## Problem requirements
Reproduce the stretch of material below from the line containing "A point falls on each instance of the wristwatch" through the end, requests included, adding 54 to every coordinate in the answers and leaving the pictures out.

## The input
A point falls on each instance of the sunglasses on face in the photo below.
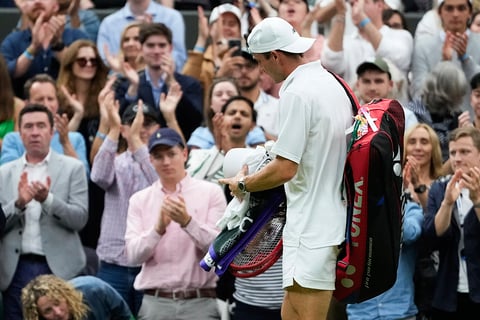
(82, 62)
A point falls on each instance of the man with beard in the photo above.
(247, 75)
(40, 47)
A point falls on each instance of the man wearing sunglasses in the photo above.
(454, 42)
(39, 48)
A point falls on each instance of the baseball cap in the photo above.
(131, 111)
(223, 8)
(306, 2)
(247, 56)
(277, 34)
(374, 64)
(164, 137)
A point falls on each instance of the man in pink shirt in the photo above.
(170, 226)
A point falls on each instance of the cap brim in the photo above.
(301, 45)
(167, 143)
(369, 66)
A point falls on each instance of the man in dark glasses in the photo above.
(39, 48)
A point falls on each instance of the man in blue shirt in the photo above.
(87, 298)
(40, 47)
(145, 10)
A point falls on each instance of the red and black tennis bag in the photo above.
(368, 261)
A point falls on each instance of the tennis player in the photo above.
(310, 155)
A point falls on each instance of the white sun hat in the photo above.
(277, 34)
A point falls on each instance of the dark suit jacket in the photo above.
(189, 111)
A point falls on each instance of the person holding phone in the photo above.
(217, 59)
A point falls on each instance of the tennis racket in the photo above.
(264, 248)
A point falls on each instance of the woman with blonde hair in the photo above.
(130, 50)
(82, 77)
(49, 297)
(422, 160)
(50, 287)
(422, 165)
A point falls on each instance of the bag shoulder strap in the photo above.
(351, 96)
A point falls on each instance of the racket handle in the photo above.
(207, 262)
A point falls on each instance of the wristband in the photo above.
(199, 49)
(28, 55)
(464, 57)
(100, 135)
(364, 22)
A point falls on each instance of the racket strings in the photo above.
(264, 249)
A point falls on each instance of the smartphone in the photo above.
(235, 43)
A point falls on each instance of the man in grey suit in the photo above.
(44, 197)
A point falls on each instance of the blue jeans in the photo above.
(121, 279)
(243, 311)
(27, 270)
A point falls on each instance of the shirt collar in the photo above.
(160, 82)
(45, 160)
(181, 185)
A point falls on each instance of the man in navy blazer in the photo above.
(44, 197)
(158, 76)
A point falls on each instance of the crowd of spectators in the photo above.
(108, 125)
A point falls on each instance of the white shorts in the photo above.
(310, 268)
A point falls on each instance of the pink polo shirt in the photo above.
(171, 261)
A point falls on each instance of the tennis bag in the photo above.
(368, 260)
(262, 206)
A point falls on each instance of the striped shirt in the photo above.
(120, 176)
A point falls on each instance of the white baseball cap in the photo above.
(277, 34)
(223, 8)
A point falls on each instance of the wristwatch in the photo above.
(420, 189)
(241, 185)
(59, 46)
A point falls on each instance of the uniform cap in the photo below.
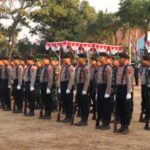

## Task result
A point falls on each instance of the wristwatch in the photo above.
(474, 243)
(295, 239)
(113, 100)
A point falls on each instance of the uniform cap in the photo below.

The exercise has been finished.